-- begin Records for this exercise --

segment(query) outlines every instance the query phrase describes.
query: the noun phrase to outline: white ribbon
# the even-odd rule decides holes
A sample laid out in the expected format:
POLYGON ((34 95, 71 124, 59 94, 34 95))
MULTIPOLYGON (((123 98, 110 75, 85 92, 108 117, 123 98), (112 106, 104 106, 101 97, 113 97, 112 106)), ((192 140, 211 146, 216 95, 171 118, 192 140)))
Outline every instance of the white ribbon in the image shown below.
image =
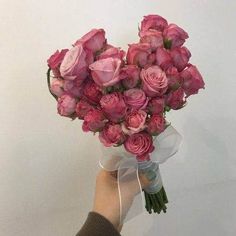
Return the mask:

-- end Records for this exercise --
-- begin Records for this exercise --

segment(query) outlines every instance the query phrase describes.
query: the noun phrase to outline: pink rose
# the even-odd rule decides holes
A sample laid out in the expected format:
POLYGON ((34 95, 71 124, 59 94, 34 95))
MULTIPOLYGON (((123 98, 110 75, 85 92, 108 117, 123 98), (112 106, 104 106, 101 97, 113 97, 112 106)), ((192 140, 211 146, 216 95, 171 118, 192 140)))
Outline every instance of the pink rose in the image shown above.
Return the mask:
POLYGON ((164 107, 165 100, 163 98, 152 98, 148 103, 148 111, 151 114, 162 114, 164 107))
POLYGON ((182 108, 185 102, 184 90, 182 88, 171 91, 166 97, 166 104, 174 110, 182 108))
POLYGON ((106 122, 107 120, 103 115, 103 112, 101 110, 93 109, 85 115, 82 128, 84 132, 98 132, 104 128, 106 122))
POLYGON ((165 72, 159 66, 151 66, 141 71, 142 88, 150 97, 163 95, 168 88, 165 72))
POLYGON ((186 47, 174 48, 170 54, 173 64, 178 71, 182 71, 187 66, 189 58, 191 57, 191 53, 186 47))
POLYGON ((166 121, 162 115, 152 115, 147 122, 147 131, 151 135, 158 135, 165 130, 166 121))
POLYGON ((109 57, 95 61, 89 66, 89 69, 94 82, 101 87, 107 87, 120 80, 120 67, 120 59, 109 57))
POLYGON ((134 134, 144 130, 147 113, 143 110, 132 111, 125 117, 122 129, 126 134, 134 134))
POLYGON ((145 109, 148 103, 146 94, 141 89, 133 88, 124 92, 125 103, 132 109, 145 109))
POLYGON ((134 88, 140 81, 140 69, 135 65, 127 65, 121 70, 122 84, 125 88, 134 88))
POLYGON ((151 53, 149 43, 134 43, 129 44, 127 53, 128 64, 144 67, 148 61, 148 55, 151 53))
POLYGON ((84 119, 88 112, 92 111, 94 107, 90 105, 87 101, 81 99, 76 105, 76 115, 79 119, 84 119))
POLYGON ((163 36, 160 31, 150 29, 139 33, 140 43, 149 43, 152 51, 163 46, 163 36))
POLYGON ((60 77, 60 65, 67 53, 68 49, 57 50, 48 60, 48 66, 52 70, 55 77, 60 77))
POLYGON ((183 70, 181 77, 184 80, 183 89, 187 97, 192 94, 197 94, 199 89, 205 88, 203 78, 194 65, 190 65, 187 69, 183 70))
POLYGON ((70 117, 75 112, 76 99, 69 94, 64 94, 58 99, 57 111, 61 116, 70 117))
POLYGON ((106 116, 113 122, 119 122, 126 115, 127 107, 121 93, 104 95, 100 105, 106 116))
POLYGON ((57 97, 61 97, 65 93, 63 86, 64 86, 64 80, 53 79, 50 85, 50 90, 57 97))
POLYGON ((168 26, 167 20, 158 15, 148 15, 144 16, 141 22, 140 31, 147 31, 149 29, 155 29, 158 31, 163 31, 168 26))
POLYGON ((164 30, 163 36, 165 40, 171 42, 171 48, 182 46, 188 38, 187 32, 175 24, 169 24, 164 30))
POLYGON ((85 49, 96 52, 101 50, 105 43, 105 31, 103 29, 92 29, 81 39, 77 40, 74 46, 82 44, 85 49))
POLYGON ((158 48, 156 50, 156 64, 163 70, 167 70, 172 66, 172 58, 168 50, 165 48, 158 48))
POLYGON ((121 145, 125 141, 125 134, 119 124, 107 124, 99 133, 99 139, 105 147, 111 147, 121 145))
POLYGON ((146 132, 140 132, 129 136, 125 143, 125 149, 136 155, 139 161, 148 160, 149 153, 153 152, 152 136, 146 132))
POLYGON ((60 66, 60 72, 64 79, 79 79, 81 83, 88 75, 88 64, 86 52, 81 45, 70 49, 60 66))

-- end Records for this exercise --
-- begin Records for this exercise --

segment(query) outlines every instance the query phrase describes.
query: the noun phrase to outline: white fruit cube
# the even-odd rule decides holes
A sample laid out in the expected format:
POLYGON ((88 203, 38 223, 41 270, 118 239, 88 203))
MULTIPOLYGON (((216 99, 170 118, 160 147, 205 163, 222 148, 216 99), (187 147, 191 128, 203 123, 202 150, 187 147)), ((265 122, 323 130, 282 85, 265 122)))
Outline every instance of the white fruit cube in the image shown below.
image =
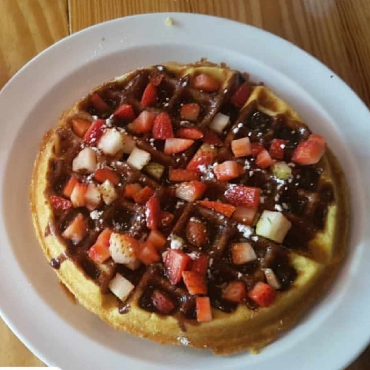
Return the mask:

-- end Records for this exercise --

List every line in the entries above that contains the word "noun", with uppercase and lowercase letters counted as different.

#### Result of this exercise:
query: the noun phrase to outline: white ribbon
query: the noun phrase to outline: pink rose
query: the noun phrase to outline: white fruit cube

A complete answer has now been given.